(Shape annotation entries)

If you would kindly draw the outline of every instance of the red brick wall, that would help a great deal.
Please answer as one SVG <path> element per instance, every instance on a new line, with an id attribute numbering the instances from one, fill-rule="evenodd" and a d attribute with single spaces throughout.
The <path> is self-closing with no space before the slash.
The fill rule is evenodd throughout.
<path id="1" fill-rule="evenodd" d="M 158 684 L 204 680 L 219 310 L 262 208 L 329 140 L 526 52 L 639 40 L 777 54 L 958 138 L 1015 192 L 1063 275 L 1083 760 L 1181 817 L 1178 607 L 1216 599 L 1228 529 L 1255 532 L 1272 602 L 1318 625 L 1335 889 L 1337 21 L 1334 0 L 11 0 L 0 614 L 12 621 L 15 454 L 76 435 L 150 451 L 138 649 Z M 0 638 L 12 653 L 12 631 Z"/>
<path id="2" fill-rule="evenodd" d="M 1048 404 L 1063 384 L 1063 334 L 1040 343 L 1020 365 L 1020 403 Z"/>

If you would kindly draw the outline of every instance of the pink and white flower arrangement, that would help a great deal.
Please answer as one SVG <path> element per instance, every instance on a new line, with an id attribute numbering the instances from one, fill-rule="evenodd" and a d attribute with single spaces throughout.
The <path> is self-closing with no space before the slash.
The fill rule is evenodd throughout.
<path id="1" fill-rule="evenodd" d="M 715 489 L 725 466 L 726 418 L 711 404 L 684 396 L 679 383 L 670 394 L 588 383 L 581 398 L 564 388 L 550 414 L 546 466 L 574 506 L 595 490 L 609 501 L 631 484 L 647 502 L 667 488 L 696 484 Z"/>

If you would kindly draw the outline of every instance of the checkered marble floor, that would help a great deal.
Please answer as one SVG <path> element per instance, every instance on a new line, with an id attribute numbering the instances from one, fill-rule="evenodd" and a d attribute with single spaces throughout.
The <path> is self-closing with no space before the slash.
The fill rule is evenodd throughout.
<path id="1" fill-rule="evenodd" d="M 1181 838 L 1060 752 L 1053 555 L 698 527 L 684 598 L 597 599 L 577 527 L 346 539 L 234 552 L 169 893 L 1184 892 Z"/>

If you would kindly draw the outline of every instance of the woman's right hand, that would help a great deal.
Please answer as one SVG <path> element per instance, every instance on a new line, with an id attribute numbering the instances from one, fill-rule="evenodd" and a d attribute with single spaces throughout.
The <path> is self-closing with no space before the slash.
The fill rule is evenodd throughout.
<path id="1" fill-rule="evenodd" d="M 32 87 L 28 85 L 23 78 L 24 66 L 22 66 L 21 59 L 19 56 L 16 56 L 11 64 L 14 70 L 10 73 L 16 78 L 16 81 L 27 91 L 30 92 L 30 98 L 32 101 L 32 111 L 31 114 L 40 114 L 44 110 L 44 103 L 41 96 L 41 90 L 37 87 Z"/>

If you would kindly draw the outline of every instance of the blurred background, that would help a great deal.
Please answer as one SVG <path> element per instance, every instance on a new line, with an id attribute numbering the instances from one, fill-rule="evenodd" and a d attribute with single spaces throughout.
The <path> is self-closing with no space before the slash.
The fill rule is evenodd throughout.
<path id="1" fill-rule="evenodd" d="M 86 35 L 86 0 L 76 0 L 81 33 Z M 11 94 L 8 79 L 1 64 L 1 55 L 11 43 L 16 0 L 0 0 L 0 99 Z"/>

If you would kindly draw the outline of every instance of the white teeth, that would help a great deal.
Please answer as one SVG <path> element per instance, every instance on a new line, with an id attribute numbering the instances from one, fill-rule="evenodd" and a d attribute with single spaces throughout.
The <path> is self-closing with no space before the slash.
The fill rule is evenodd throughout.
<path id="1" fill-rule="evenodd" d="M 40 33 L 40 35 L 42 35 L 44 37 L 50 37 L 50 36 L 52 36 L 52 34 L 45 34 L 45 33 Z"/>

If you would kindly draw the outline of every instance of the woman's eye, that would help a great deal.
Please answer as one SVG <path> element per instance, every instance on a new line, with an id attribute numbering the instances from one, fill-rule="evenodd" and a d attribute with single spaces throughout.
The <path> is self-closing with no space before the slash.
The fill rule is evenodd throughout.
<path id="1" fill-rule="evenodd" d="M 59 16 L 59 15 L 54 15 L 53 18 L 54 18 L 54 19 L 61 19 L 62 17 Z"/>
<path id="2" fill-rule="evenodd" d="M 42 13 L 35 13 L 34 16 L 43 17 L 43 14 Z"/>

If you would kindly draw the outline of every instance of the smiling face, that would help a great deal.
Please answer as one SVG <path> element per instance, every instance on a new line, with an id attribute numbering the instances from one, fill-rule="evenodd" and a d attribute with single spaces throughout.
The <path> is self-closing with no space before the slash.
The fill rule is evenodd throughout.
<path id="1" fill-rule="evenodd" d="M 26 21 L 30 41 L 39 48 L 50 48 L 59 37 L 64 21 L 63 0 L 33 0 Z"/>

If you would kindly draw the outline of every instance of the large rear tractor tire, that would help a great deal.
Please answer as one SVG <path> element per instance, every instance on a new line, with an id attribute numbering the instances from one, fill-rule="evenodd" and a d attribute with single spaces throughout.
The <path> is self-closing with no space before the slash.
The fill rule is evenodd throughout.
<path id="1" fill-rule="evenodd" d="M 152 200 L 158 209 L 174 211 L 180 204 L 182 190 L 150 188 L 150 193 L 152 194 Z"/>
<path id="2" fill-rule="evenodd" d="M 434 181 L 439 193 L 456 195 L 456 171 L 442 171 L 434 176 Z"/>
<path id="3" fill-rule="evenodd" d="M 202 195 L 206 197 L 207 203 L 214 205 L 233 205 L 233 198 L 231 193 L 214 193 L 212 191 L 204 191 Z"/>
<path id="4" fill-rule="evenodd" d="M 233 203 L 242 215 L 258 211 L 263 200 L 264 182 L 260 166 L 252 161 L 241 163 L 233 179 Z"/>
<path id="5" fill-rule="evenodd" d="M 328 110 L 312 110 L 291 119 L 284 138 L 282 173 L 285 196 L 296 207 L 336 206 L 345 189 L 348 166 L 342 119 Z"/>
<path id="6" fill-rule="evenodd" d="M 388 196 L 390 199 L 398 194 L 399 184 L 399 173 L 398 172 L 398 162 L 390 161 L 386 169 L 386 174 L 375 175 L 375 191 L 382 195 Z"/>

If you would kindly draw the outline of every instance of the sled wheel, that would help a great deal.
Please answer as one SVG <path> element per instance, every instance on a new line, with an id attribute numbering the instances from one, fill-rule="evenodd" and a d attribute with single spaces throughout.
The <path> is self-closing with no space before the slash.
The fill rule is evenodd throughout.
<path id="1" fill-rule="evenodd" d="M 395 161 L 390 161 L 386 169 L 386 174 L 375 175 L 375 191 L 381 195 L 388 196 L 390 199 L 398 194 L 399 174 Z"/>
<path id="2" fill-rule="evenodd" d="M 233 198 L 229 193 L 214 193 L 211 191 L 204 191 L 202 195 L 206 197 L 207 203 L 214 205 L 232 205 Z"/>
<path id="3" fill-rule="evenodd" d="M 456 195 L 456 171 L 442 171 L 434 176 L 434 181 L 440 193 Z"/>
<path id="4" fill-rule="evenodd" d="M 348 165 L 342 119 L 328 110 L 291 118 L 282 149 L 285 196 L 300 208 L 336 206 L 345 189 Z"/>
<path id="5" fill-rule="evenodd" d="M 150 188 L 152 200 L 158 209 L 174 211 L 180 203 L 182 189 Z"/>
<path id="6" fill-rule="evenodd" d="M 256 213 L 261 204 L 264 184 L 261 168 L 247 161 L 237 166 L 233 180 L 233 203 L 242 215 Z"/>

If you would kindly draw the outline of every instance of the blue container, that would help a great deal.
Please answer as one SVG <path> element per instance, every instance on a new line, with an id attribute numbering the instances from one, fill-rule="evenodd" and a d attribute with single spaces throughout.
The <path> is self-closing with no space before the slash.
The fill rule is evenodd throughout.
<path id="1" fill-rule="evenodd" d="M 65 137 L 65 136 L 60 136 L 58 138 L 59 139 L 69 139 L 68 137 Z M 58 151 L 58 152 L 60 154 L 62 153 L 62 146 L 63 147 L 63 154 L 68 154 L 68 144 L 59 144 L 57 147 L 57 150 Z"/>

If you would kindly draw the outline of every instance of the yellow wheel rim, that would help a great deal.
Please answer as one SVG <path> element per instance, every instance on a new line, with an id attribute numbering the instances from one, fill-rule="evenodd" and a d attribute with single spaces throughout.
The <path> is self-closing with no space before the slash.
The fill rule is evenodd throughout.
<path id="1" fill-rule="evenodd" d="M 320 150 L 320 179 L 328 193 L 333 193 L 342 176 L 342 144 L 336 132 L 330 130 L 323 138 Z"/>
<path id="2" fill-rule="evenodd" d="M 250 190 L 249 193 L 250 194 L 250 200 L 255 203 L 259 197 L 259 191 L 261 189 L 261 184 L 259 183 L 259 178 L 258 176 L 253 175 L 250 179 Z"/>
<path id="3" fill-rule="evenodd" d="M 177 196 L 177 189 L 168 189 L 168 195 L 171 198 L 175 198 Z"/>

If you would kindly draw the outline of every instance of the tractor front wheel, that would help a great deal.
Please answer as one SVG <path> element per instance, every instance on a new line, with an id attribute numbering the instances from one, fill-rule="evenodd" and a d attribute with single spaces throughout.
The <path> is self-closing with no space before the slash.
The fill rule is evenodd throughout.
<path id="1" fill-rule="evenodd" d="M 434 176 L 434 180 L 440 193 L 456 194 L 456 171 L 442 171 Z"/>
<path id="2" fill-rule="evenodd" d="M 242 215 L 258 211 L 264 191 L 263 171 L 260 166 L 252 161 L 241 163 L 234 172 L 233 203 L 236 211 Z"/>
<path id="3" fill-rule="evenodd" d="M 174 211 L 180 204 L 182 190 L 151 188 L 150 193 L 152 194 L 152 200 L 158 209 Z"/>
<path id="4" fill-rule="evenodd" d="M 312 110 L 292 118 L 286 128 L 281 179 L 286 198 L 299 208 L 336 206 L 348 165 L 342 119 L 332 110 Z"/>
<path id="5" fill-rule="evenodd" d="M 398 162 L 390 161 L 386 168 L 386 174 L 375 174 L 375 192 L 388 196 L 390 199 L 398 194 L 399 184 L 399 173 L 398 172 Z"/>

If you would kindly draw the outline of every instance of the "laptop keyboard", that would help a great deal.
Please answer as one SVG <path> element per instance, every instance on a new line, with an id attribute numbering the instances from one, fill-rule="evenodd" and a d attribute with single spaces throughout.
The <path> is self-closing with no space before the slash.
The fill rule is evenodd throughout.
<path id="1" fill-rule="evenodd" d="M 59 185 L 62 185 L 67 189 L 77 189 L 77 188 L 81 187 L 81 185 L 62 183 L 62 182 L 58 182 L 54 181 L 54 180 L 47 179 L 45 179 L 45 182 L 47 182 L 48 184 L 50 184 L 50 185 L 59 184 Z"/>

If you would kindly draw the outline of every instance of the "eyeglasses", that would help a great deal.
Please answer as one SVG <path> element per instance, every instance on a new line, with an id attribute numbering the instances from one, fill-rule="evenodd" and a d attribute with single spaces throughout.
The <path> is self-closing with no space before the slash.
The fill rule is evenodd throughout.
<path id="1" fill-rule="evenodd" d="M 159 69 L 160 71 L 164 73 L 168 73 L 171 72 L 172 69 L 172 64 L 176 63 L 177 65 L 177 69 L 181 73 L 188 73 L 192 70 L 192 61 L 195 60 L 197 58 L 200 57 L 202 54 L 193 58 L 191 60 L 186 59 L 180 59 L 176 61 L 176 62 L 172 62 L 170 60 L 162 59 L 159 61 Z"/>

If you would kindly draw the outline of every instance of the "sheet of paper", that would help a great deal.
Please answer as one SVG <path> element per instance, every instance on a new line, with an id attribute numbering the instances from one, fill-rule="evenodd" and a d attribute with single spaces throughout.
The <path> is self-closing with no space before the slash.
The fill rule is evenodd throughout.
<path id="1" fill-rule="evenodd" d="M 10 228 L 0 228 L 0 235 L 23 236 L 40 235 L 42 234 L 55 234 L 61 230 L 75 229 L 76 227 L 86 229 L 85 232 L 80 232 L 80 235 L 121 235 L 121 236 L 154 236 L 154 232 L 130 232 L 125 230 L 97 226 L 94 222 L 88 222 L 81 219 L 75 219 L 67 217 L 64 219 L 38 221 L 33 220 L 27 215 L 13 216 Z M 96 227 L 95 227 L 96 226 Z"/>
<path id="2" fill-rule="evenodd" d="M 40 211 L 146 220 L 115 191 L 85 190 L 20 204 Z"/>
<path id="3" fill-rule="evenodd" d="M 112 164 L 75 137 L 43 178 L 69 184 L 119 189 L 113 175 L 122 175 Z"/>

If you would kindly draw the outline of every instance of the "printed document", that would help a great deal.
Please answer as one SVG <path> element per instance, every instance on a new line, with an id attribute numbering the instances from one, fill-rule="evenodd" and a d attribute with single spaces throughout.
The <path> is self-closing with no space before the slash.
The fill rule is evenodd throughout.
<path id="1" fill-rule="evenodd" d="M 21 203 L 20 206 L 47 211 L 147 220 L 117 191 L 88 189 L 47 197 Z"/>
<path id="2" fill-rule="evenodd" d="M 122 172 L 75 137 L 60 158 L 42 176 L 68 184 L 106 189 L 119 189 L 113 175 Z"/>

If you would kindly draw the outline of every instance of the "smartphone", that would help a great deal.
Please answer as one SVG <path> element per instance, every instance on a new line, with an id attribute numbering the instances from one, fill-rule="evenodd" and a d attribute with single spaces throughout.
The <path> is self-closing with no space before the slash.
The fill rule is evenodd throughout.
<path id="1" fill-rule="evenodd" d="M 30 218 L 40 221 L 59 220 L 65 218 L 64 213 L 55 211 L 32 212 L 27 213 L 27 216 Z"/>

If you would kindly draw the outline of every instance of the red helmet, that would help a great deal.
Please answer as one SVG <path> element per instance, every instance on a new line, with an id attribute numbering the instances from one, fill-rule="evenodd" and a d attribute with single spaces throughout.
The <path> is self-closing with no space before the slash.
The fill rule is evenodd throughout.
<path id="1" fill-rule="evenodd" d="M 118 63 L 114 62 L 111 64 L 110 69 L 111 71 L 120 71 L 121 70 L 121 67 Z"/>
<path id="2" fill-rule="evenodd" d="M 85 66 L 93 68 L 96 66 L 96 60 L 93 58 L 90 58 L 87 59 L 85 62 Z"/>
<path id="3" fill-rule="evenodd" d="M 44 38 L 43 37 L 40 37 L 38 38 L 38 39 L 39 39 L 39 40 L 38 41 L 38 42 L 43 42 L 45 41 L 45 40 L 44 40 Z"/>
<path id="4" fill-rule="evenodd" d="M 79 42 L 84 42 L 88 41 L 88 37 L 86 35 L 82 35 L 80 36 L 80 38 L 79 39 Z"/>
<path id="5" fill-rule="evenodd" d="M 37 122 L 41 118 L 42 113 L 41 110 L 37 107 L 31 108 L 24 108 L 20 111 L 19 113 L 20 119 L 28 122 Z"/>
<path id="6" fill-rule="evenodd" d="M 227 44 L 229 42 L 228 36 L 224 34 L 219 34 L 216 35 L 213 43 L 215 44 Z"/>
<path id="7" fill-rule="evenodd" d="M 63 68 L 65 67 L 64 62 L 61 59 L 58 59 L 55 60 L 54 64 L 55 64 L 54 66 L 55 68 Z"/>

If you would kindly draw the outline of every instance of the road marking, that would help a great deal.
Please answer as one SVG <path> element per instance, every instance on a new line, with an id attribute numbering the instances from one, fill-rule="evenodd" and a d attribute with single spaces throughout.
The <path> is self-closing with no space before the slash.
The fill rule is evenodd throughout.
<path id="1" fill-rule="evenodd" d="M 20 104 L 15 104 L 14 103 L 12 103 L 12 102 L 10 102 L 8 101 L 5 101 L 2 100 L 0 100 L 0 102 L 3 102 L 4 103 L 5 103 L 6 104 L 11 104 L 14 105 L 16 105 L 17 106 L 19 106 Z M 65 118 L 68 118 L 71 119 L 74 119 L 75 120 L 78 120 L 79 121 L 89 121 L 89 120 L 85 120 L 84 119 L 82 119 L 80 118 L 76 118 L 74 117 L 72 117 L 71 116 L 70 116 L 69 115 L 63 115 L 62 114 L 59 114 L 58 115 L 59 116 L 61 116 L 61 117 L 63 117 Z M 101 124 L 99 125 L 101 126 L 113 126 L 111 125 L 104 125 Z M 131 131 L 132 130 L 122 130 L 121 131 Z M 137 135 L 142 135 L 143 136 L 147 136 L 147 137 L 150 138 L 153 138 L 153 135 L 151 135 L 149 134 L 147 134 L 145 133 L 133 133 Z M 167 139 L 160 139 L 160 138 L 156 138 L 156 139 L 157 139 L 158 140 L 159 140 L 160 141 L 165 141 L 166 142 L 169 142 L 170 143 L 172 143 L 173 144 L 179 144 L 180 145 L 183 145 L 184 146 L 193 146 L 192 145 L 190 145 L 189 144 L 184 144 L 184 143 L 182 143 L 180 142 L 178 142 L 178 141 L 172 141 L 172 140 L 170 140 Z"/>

- [What to do] Render the listing as a Markdown table with the columns Row and Text, one numbered row per line and blank lines left out. Begin at the line that has "hand, that would help a great deal." and stop after the line that has "98 L 32 101".

- [Output of the task]
| Row | Text |
|---|---|
| 1 | If you would kindly draw the outline of every instance of the woman's right hand, that would help a great deal. |
| 2 | Please answer as one SVG <path> element per instance, every instance on a new line, with an id attribute numbering the instances from one, fill-rule="evenodd" and a d attribute with single spaces throughout. |
| 3 | The <path> is self-closing with no space before the slash. |
| 4 | The fill rule is evenodd throughout. |
| 5 | <path id="1" fill-rule="evenodd" d="M 32 87 L 28 85 L 23 78 L 24 66 L 22 66 L 21 59 L 19 56 L 16 56 L 11 64 L 14 70 L 10 73 L 16 78 L 16 81 L 27 91 L 30 92 L 30 98 L 32 101 L 32 111 L 31 114 L 40 114 L 44 110 L 44 103 L 41 96 L 41 90 L 37 87 Z"/> |